══ Data

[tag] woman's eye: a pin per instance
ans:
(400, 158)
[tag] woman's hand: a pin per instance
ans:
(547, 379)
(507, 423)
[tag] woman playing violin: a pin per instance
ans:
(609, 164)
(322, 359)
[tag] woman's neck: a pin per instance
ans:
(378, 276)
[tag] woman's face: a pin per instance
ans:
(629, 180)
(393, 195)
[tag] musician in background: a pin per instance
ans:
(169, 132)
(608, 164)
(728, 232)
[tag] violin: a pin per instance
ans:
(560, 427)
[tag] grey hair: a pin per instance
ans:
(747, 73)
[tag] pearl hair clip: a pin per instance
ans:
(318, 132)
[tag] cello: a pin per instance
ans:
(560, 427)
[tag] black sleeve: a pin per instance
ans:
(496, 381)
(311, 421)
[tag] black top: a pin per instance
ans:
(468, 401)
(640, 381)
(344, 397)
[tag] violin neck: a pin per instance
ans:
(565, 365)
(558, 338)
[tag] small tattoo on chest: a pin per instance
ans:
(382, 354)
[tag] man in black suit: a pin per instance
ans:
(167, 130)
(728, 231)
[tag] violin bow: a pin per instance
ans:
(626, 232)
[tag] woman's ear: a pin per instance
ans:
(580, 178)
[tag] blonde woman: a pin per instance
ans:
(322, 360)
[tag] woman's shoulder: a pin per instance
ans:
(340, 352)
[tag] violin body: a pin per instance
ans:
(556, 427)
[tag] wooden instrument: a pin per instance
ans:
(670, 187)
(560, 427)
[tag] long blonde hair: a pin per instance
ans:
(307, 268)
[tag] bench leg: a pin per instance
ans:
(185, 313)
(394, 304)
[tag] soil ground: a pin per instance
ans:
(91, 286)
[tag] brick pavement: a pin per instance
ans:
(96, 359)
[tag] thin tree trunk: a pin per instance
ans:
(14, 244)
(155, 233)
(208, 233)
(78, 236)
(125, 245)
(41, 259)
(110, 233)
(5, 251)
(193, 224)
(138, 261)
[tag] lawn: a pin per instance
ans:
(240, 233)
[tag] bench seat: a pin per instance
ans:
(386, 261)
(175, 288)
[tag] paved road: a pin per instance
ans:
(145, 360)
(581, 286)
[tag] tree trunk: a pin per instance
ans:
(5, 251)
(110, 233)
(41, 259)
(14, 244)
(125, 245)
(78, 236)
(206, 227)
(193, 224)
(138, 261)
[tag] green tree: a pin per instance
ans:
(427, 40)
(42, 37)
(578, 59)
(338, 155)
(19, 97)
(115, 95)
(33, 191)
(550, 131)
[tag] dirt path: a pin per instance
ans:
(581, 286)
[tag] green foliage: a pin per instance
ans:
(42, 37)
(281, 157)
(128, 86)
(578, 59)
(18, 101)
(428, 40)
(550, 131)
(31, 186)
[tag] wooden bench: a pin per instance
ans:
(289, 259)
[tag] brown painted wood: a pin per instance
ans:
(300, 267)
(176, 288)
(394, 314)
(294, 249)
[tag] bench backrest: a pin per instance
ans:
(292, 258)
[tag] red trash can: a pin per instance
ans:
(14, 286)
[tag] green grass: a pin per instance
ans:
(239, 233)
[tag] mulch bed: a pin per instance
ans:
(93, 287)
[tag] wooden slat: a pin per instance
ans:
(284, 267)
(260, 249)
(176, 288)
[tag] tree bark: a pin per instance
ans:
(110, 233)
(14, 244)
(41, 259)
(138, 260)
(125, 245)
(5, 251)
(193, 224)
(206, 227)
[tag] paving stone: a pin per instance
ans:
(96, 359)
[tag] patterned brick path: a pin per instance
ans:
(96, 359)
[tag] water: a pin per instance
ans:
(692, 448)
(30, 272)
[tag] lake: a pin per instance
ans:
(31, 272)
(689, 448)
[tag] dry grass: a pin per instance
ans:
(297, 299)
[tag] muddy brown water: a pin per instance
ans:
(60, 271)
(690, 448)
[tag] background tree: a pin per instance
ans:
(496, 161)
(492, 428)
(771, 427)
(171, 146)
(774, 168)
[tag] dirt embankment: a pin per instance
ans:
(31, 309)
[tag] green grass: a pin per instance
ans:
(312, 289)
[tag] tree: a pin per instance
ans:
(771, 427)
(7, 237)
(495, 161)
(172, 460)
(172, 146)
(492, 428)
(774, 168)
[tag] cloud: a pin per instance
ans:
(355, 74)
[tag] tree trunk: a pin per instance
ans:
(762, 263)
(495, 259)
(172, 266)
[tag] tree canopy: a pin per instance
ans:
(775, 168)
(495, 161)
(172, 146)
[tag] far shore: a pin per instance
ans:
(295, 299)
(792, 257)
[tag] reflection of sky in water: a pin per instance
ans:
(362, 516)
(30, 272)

════

◆ **Exercise details**
Add 93 to each x and y coordinate of the points in the lines from the one containing "[tag] dirt embankment: a pin per instance" through the end of the lines, and write all of those lines out again with the new values.

◆ **Complete answer**
[tag] dirt embankment: a pin per instance
ans:
(124, 402)
[tag] green grass: a pin per instance
ans:
(405, 382)
[tag] tree: a pin per instance
ans:
(864, 520)
(100, 330)
(588, 254)
(265, 553)
(265, 239)
(585, 521)
(867, 261)
[tag] cloud: a pin per instance
ans:
(448, 167)
[tag] tree trunk: a pin per instance
ans:
(855, 356)
(588, 352)
(265, 359)
[tag] tree canopy: a pin per instance
ans:
(868, 261)
(588, 254)
(265, 239)
[tag] far shore: a pin per instance
ans:
(388, 392)
(885, 350)
[tag] reflection of sky in water: a pin per instance
ans:
(455, 609)
(123, 365)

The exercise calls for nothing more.